**EXERCISE DIRECTIONS:** The line with "just need the box coords for the yellow" marks the start; write out that line and all following lines through the end of the listing, exactly.

**RECORD SET:**
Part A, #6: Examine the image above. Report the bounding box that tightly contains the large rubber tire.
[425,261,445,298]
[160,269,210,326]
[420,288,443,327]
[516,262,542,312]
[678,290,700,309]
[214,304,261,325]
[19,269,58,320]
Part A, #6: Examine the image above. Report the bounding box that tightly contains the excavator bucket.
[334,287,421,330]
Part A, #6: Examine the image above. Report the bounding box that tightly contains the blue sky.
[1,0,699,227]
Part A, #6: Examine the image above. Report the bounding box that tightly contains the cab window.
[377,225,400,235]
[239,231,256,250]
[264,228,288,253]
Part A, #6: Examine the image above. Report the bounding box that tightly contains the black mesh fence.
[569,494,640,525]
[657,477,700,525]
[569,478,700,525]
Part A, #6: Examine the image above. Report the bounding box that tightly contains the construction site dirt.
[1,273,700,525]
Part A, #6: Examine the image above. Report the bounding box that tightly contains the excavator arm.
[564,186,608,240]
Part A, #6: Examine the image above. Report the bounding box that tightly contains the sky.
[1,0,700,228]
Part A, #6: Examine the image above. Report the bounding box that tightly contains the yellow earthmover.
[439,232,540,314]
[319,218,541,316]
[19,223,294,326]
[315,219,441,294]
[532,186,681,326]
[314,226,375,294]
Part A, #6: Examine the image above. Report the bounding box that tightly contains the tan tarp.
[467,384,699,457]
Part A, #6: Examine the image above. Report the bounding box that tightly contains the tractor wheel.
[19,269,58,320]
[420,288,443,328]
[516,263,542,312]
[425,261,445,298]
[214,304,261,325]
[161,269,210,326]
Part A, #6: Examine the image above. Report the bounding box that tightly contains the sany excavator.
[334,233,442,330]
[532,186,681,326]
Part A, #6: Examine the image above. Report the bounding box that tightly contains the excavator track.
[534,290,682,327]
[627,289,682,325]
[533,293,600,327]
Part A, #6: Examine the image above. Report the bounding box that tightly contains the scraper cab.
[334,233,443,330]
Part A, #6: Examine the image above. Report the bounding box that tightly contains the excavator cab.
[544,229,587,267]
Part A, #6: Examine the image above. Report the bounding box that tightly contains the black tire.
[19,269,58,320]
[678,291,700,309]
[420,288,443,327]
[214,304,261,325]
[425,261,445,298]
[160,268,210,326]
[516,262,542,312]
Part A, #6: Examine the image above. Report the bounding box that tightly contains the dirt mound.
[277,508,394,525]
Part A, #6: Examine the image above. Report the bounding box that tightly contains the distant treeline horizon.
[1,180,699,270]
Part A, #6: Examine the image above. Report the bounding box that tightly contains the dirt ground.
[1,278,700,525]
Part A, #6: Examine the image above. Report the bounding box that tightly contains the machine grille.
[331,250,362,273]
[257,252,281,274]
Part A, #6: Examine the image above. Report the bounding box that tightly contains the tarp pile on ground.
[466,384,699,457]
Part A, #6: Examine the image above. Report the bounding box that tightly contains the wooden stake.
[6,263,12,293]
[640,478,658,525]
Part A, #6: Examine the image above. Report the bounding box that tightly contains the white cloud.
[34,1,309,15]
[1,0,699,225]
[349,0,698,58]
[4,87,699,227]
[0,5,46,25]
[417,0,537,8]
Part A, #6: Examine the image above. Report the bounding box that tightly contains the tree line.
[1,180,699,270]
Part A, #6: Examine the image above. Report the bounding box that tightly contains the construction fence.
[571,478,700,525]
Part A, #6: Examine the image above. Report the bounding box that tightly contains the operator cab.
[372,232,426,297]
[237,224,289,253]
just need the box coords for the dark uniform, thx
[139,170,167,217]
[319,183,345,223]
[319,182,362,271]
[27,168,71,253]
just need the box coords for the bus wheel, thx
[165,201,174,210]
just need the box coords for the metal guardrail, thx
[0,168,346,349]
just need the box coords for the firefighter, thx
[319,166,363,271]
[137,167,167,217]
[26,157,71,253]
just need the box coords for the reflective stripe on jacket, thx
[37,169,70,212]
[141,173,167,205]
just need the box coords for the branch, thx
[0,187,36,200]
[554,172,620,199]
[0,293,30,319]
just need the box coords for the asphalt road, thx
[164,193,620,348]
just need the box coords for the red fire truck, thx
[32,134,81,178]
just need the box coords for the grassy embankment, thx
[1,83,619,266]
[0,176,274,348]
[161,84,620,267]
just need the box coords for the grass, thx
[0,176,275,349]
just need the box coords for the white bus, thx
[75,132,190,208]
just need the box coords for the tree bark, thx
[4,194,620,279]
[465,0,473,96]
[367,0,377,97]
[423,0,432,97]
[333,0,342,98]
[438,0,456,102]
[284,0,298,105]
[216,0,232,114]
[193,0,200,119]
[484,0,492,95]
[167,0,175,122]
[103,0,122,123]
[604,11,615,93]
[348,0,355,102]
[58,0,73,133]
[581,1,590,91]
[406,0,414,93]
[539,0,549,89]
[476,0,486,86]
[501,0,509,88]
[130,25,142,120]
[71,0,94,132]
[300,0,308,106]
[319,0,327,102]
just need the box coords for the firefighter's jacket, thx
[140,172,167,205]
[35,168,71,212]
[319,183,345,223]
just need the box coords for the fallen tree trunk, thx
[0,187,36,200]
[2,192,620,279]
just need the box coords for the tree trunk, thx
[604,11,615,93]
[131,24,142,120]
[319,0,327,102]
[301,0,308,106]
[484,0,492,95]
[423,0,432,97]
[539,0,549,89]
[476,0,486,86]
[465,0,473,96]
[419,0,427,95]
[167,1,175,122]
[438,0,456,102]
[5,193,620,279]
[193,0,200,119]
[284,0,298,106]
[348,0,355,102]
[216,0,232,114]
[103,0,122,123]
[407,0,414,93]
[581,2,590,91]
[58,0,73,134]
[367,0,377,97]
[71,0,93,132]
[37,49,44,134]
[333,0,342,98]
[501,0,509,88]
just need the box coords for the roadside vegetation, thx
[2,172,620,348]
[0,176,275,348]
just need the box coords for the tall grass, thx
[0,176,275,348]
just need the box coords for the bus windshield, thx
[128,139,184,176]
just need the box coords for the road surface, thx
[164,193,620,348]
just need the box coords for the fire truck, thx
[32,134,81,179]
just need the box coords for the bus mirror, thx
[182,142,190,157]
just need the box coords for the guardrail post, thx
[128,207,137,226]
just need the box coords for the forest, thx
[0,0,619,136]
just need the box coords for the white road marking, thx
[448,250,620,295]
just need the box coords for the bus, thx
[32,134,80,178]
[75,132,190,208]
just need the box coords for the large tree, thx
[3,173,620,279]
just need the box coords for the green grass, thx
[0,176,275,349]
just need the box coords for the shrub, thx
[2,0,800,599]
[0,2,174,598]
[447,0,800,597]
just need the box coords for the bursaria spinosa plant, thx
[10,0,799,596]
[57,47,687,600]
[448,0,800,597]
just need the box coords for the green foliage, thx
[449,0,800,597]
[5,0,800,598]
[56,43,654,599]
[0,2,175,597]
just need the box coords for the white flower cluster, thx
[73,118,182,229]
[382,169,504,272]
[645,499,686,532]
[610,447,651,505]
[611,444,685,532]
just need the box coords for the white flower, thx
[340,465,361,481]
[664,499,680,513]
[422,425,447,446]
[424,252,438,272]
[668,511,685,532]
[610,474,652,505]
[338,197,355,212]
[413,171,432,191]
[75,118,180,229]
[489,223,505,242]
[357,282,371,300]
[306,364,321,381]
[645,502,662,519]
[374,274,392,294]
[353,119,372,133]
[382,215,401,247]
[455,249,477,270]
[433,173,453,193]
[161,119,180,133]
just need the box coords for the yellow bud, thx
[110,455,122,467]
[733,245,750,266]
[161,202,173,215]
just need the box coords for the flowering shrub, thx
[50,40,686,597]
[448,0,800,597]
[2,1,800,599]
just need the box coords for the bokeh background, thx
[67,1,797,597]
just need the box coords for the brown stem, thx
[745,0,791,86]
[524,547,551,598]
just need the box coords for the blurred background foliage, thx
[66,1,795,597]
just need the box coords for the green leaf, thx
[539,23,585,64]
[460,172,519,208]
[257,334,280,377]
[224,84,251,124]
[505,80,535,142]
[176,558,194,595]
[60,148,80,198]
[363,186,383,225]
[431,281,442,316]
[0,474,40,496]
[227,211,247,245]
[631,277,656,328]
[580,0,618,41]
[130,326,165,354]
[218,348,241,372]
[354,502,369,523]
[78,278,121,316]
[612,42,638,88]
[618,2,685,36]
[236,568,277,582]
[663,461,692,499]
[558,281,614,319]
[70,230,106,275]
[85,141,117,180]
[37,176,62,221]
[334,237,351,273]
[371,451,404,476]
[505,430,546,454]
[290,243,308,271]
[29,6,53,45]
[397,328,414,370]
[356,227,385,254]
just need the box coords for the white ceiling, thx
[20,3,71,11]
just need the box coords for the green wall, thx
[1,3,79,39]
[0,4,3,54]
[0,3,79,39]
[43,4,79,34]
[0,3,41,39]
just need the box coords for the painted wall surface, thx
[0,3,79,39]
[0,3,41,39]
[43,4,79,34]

**YOUR RESPONSE:**
just need the box coords for the yellow bud, thx
[110,455,122,467]
[733,245,750,266]
[161,202,173,215]
just need the box coords for the flowering shrub, thx
[50,40,686,597]
[448,0,800,597]
[2,1,800,599]
just need the box coords for the bokeh background, thx
[67,1,797,597]
just need the box coords for the brown stem, thx
[745,0,791,86]
[524,547,551,598]
just need the box coords for the blurred background foliage, thx
[66,1,795,597]
just need the box coords for the green leaf, thx
[539,23,585,64]
[460,172,519,208]
[257,334,280,377]
[224,84,251,124]
[505,80,535,142]
[176,558,194,595]
[60,148,80,198]
[363,186,383,225]
[431,281,442,316]
[0,474,40,496]
[227,211,247,245]
[631,277,656,328]
[580,0,618,41]
[130,326,165,354]
[218,348,241,372]
[354,502,369,523]
[78,278,121,316]
[612,42,638,88]
[618,2,685,36]
[236,568,277,582]
[663,461,692,499]
[558,281,614,319]
[70,230,106,275]
[85,141,117,180]
[37,176,62,221]
[334,237,351,273]
[371,451,404,476]
[505,430,546,454]
[290,243,308,271]
[29,6,53,45]
[397,328,414,370]
[356,227,385,254]
just need the box coords for the white ceiling, thx
[20,3,71,11]
just need the box coords for the green wall, thx
[1,3,79,39]
[0,4,3,54]
[0,3,79,39]
[43,4,79,34]
[0,3,41,39]
just need the box coords for the painted wall surface, thx
[0,3,79,39]
[0,3,41,39]
[43,4,79,34]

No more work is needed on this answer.